Copy the text on intellectual capital disclosure by healthcare organizations word for word, everything from "An OLS regression" down to "showed normal behaviour.".

* **Text section**
BEGIN

These results are consistent with the study by Mazzotta (2018), in which Structural Capital was found to be the most disclosed IC category by an Italian University Hospital. Furthermore, the results also align with Paoloni et al.’s (2020) literature review, which observed that most studies on ICD in the healthcare context focused on Structural Capital issues. On the other hand, this finding differs from other studies conducted in local governments and universities (e.g. Ramírez et al., 2022; Manes-Rossi et al., 2018; Nicolò et al., 2020), where Relational and Human Capital were found to be the most discussed IC categories. This difference might be explained by the peculiarities of HCOs whose value-creation process is based on exploiting Structural Capital's resources (Mazzotta, 2018; Paoloni et al., 2020). In particular, HCOs tend to rely on Structural Capital's resources such as procedures, organisational routines, health technologies and Information Technology systems to fulfil their mission to create high-quality services for patients or implement education and research programmes in the case of Research and University HCOs. Also, the need to treat rare diseases and complex patients has stimulated the production of specialised services based on advanced technology that is at the core of the HCOs' Structural Capital (Vagnoni and Oppi, 2015). For these reasons, information about Structural Capital is pivotal to accommodating stakeholders' information needs.

It is worth noticing that also Relational Capital disclosure was highly addressed by HCOs on their websites. HCOs are involved in a network of external relationships with a vast forum of stakeholders like governments, patients, universities and citizens whose satisfaction and service quality perceptions are crucial (Zigan et al., 2009). Therefore, also considering the increasingly competitive environment in which HCOs are inserted, maintaining and establishing good relationships with external actors may represent a successful survival strategy, enhancing reputation and attracting more patients (Zigan et al., 2009). This justifies the great attention devoted to disclosing information on Relational Capital's elements, such as relationships with patients, initiatives on social commitment, collaborations and partnerships with national entities and transparency.

6. Hypotheses testing results

6.1 Descriptive statistics and correlation analysis

Table 5 shows the results of the descriptive statistics for the independent variables, outlining minimum, maximum and mean values, as well as the standard deviation, while Table 6 presents the Pearson correlation matrix for the dependent and independent variables. All the correlation values are below the critical threshold of 0.8, indicating no severe multicollinearity problems (Farrar and Glauber, 1967).

6.2 Regression model results and discussion

An OLS regression model was used to test the hypotheses. Table 7 shows the results of the OLS regression model. The assumptions underlying the regression model were tested for multicollinearity [Variance Influence Factor (VIF)]; heteroscedasticity (White test); and normality issues (Lilliefors test) (Mertens, 2017). All the VIFs were lower than the critical threshold of 10, thus indicating no multicollinearity drawbacks. White’s heteroscedasticity test provided p-values that were not significant, thus eliminating heteroscedasticity problems. Moreover, the test results for the normality of residuals (Lilliefors test) evidenced that the residuals showed normal behaviour.

The regression model is statistically significant (p-value < 0.01) with an adjusted R2 value of 0.29.

END

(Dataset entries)
BEGIN

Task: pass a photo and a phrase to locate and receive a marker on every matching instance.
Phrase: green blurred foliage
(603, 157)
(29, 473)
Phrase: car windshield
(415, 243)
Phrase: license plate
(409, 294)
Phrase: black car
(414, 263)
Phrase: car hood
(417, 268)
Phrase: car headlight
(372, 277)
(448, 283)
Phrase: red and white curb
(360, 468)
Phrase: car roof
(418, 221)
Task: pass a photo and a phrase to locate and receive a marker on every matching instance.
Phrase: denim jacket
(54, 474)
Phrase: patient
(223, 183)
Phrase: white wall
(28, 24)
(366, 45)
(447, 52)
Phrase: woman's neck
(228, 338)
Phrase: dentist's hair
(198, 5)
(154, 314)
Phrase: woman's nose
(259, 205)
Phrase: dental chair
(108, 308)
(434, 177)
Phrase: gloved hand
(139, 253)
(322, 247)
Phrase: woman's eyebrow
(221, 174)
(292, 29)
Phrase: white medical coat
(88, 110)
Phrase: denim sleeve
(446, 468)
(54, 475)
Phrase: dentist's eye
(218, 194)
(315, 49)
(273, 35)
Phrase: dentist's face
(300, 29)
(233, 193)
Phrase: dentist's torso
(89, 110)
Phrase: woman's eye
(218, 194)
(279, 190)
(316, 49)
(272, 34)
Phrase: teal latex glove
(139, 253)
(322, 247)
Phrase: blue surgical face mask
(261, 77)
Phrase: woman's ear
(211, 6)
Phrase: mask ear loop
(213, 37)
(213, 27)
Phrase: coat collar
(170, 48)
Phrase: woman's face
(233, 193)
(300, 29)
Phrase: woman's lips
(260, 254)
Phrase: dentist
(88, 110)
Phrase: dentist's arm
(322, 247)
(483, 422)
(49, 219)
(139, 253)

END

* **Task result**
An OLS regression model was used to test the hypotheses. Table 7 shows the results of the OLS regression model. The assumptions underlying the regression model were tested for multicollinearity [Variance Influence Factor (VIF)]; heteroscedasticity (White test); and normality issues (Lilliefors test) (Mertens, 2017). All the VIFs were lower than the critical threshold of 10, thus indicating no multicollinearity drawbacks. White’s heteroscedasticity test provided p-values that were not significant, thus eliminating heteroscedasticity problems. Moreover, the test results for the normality of residuals (Lilliefors test) evidenced that the residuals showed normal behaviour.